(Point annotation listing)
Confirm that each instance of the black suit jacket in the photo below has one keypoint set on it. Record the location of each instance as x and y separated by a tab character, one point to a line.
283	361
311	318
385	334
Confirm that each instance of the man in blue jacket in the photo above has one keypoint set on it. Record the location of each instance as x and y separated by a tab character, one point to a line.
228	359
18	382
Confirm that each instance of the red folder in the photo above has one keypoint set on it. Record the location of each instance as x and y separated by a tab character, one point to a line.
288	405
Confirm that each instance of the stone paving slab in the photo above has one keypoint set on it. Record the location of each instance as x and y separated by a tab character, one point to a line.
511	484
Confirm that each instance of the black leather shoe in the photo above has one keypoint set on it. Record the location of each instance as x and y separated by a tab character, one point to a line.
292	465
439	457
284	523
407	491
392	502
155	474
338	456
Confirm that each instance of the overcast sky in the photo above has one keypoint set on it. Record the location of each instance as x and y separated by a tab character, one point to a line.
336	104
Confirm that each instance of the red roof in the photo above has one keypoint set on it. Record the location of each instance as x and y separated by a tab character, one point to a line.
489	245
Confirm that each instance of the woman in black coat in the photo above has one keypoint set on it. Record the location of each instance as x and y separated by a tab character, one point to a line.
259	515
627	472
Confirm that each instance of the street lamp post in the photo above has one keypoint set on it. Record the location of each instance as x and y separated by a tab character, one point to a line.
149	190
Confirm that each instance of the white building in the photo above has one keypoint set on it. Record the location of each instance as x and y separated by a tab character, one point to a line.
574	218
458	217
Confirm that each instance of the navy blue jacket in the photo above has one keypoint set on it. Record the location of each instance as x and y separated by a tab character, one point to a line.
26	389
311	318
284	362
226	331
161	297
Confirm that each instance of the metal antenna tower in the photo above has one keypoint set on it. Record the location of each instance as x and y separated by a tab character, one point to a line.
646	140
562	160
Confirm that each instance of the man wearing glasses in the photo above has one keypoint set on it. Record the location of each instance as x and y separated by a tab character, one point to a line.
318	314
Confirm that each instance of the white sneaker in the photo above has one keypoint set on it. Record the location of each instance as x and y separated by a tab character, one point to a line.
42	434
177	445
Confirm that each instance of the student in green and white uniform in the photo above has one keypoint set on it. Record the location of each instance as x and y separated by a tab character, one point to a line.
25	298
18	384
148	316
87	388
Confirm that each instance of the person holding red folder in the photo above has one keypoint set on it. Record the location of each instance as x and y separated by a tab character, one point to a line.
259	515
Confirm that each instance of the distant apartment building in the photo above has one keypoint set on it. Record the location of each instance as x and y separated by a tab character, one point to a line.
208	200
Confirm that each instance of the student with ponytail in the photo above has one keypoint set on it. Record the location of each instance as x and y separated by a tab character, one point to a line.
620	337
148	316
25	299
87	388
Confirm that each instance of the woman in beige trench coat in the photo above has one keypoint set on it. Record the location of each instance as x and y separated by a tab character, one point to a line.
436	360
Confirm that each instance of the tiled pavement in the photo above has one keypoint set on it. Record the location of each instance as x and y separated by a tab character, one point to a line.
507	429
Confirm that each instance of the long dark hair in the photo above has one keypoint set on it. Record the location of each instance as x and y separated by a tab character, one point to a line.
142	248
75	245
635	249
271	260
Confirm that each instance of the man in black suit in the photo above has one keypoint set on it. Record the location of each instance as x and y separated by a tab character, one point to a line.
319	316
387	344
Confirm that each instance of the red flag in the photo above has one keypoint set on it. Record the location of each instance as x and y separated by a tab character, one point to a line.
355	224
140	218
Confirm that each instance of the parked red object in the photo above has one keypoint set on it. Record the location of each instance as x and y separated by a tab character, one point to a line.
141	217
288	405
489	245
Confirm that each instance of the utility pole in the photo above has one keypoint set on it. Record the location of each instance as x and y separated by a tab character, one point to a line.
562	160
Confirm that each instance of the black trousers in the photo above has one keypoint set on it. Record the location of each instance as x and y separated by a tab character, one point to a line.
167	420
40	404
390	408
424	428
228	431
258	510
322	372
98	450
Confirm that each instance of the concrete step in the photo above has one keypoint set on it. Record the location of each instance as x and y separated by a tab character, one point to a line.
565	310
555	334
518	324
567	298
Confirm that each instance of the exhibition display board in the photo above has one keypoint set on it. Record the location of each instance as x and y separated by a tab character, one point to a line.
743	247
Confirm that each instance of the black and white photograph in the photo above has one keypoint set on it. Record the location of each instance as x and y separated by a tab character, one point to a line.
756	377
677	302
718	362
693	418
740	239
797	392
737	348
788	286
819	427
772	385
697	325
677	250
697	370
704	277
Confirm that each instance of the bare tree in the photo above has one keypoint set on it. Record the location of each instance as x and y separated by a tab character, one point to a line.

> **What is being asked**:
Express the listing above as a JSON array of strings, with one string for each line and any blank lines omitted.

> **Complete response**:
[
  "Confirm that each instance of the black suit jacket in the photo below has one keypoint set on it. Record the location of each instance as x and y separated by a tab character, one point to a line.",
  "283\t361",
  "311\t318",
  "385\t334",
  "Confirm that each instance of the man in blue jacket in the photo above has one keypoint set on it. Record the location of each instance as x and y separated by a tab character, one point to a line.",
  "228\t359",
  "18\t382",
  "Confirm that each instance of the red folder in the photo above has one keypoint set on it. Record the location of each instance as x and y separated by a tab character, one point to a line.",
  "288\t405",
  "Confirm that each instance of the stone paving slab in the photo above has one keypoint set on it. Record the location of each instance as x and y separated by a tab character, one point to a line.",
  "511\t484",
  "Confirm that each instance of the black leather shoe in the photo above has one keypoint set on it. Record the location of each instance as x and y separated by a tab character, one point to a line.",
  "292\t465",
  "439\t457",
  "284\t523",
  "407\t491",
  "392\t502",
  "155\t474",
  "338\t456",
  "Confirm that each instance of the overcast sky in the photo above has one keypoint set on it. Record the location of each instance as x and y separated by a tab character, one point to a line.",
  "336\t104",
  "Confirm that each instance of the red roof in the photo above has one keypoint set on it. Record the location of each instance as x and y separated by a tab character, one point to a line.",
  "489\t245",
  "Confirm that each instance of the woman in black coat in the photo above has one keypoint set on it. Record the location of each instance as x and y separated by a tab character, one point to a line.",
  "259\t515",
  "627\t472",
  "Confirm that each instance of the street lamp post in the photo above has one keypoint set on it. Record the location of each instance as x and y separated by a tab character, one point to a line.",
  "149\t190",
  "Confirm that each instance of the white building in the photo above has one keypoint set on it. Record the location of each instance as x and y separated by a tab character, one point to a line.",
  "574\t218",
  "458\t217",
  "Confirm that each instance of the navy blue jacket in the photo above has one keypoint set on it. Record the location of each instance as x and y separated by a tab character, one point to a line.",
  "26\t389",
  "311\t318",
  "284\t362",
  "226\t331",
  "161\t297",
  "Confirm that each instance of the metal antenna tower in the photo above has one keypoint set on it. Record the location of each instance as x and y separated by a tab character, one point to a line.",
  "646\t140",
  "562\t160",
  "Confirm that each instance of the man wearing glasses in the photo above has one keypoint set on it. Record the location of each instance as x and y separated by a tab character, one point to a line.",
  "318\t314",
  "Confirm that each instance of the white sneaker in the photo above has one keypoint set on it. Record the location of each instance as x and y separated by a tab character, one point to a line.",
  "42\t434",
  "177\t445",
  "Confirm that each instance of the student in green and white uniform in the photo above has one keypoint set on it. Record the location of each instance as x and y separated by a tab character, one point to a line.",
  "25\t298",
  "18\t384",
  "148\t316",
  "87\t388",
  "Confirm that each instance of the person holding red folder in the photo above has one keypoint set on it. Record the location of each instance as x and y separated by a tab character, one point to a line.",
  "259\t515",
  "Confirm that each instance of the distant apartment building in the photo above has one keypoint set on it. Record the location of each instance as x and y separated by a tab character, one point to a line.",
  "208\t200",
  "Confirm that each instance of the student with ponytail in the photo above has one keypoint set on it. Record the location of each instance as x and y separated by a tab character, one point to a line.",
  "620\t337",
  "148\t316",
  "25\t299",
  "87\t388",
  "Confirm that each instance of the woman in beige trench coat in the photo above has one keypoint set on it. Record the location of each instance as x and y separated by a tab character, one point to a line.",
  "436\t360",
  "Confirm that each instance of the tiled pavement in the photo above has one keypoint set on it. Record the location of each instance as x and y separated by a tab character, one point to a line.",
  "507\t429",
  "Confirm that each instance of the long dark hair in the photo above has one keypoint set on it. Record the location of each instance as x and y separated by a tab character, one point to a line.",
  "142\t248",
  "75\t245",
  "635\t249",
  "271\t260",
  "Confirm that each instance of the man in black suit in the photo above has one keypoint set on it. Record the location of each instance as x and y separated by a tab character, one point to a line.",
  "319\t316",
  "387\t344",
  "Confirm that each instance of the red flag in the photo above has one keypoint set on it. Record the location of each instance as x and y separated by a tab character, one point to a line.",
  "355\t224",
  "140\t218",
  "Confirm that each instance of the parked red object in the photo above has one keypoint set on it. Record the location of each instance as x and y separated by a tab character, one point to a line.",
  "141\t217",
  "288\t405",
  "489\t245",
  "Confirm that each instance of the utility pole in the photo above has one keypoint set on it. Record the location of each instance as x and y separated by a tab character, one point to a line.",
  "562\t160",
  "Confirm that each instance of the black trousers in the photo above has one keypoint set on it. Record the location of each instance as x and y separated by a tab character, one point to a line.",
  "167\t420",
  "40\t404",
  "390\t408",
  "424\t428",
  "228\t431",
  "258\t510",
  "322\t372",
  "98\t450",
  "Confirm that each instance of the concrete step in the photo above has one keypoint set on it. Record the location of each instance as x and y separated by a tab character, one point to a line.",
  "565\t310",
  "555\t334",
  "518\t324",
  "567\t298",
  "Confirm that each instance of the exhibition display board in the photo above has one keypoint set on it. Record the location of each instance as x and y separated by a tab character, one point to a line.",
  "743\t247",
  "Confirm that each instance of the black and white photograph in the photo above has one keypoint set on it. Record the location of each instance as x and y separated by a tab character, one point to a line.",
  "756\t377",
  "677\t302",
  "718\t362",
  "693\t418",
  "740\t239",
  "797\t392",
  "737\t348",
  "788\t286",
  "819\t427",
  "772\t385",
  "697\t325",
  "677\t250",
  "697\t370",
  "704\t277",
  "Confirm that each instance of the bare tree in the photo above has one keypoint set on it. Record the location of each instance as x and y separated by a tab character, one point to a line."
]